課題の目標 1 ▸
「アウトレイジ ビヨンド」の映画レビューをもとに、次の問いに答えてください。
(a) 本作の製作が1年延びたのは何の影響ですか。
(b) 前作で「最高の漫才シーン」とされているのはどの場面ですか。
(c) 前作で滑稽で面白かったと書かれている俳優は誰ですか。
課題の目標 2 ▸ 「アウトレイジ ビヨンド」の映画レビューを、最後の文に続けて書き足してください。

文書の抜粋 ▸
::::::::::
「北野監督も続編のジンクス破れず・・・。」アウトレイジ ビヨンド sigeさんの映画レビュー(感想・評価)
北野監督も続編のジンクス破れず・・・。
北野作品は昔から好きで、
「Dalls」までの静かなトーンも好きだし、
「座頭市」や前作のようなエンターテインメントに舵をきった作品も好きです。
特に前作は前に私が書いたレビューにもあるとおり、
“極道ピタゴラスィッチ”が面白くて
コメディ映画として最高の出来だと思いました。
決して前作のバイオレンスが好きとかではなく
話として単純に面白かったし、
大友組に来た木村へ“ケジメ”をつけるよう迫るところは
最高の漫才シーンです。
で、今回震災の影響で製作を1年延ばし、
やっと公開となった本作。
感想は・・・
・・・あれ?監督が言うほどエンターテインメントしてないぞ・・・。
①大友が出てくるまでが長い・・・。
中尾彬の下りいらなくないか?
編集でカットして短くつめていったというが、
花菱会も、山王会を配下に入れたいのか、
先代の契りを優先させたいのか、
態度が二転三転してまどろっこしい。
前作の國村隼は滑稽で面白かったけど、
それを組全体でやられると、観客が混乱するだけだと思うんですけど・・・。
②会話が言うほどリズム感がない・・・。
片岡の取調べシーンや“今日は会長はいらっしゃいますか”のシーンは笑ったけど
前作の木村の名シーン等には及ばない。
会話劇に重点を置くなら
“余計な一言”からどんどん話があらぬ方向に転がっていくような展開を期待したのに
会話劇にパワーが足りない。
::::::::::
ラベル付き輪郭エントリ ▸
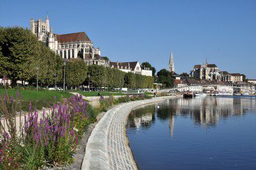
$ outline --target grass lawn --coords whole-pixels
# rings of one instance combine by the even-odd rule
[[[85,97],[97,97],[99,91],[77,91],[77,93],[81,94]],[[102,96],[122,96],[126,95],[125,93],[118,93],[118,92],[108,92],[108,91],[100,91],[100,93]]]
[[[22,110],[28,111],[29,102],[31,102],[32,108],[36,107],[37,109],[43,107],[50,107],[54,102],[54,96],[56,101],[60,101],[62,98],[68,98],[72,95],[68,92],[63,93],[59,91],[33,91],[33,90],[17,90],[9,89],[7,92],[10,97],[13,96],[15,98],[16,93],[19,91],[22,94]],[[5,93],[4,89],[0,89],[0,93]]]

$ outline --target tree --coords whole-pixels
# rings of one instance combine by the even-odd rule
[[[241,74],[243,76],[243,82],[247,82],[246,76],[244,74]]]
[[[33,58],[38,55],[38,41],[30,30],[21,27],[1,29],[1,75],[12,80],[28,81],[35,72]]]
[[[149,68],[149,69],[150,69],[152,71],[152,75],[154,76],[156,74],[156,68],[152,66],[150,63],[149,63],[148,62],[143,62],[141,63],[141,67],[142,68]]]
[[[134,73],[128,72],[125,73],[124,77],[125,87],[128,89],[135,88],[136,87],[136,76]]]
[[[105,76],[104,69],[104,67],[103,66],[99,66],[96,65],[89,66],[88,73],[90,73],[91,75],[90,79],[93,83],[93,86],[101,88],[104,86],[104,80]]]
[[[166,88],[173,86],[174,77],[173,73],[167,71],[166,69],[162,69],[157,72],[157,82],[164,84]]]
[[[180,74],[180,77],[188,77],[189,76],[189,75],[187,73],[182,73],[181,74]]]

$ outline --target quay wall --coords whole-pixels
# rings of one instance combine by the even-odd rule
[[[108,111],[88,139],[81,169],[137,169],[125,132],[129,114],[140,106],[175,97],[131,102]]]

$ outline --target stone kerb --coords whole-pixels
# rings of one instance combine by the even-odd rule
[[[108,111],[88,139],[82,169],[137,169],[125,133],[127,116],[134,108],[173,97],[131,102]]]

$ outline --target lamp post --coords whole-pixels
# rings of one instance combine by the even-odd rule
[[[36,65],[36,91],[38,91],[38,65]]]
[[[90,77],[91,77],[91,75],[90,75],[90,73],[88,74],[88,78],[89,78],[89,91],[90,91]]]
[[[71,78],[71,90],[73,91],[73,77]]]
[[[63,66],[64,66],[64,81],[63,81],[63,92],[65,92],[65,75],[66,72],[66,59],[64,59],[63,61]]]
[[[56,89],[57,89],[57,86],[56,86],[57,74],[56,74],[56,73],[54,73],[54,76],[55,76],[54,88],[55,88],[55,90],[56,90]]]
::::::::::
期待される出力 1 ▸
(a) 震災の影響です。
(b) 大友組に来た木村へ“ケジメ”をつけるよう迫る場面です。
(c) 國村隼です。

期待される出力 2 ▸
③ビジュアルや音楽等に魅力が・・・。
音楽好としてはテーマ曲はどの作品も重要なポイント。
前作の鈴木慶一氏のテーマ曲に乗せて、
スタッフロールを香港映画のような“漢字+ローマ字を赤字表記”で見せ
更にタイトルまでの黒塗りの車の美しさ、
タイトルが出るタイミング。完璧なシーンでした。
それが本作はどうでしょう。
テーマ曲もなんだかよく分からず。ひたすらモヤモヤしている。
第一にポスターのデザインも酷い。
前作の主要キャスト4人に加え、
脇役キャストの顔がそれぞれ配され、
みた瞬間、“かっけ~”と思ったのに、
今回はキャストの怒鳴っていたり、メンチきっている顔ををただ羅列しているだけ。
とても“画作り”を大切にしてきた監督とは思えない。
④前作ほどキャストに愛がない!?
前作は一人ひとりが印象に残る役でよかった。
今作はキャスト発表なった時から嫌な予感はしていました。
今見ても椎名桔平がいかに重要なポジションだったかが分かります。
前作がバイオレンスばかり注目されたため、バイオレンスを抑えたということが
逆に各キャラの死に様を薄くしてしまったような気がしてならないです。
一番?なキャスティングの高橋克典なんて、いる意味あったのかなんて思いますし・・・。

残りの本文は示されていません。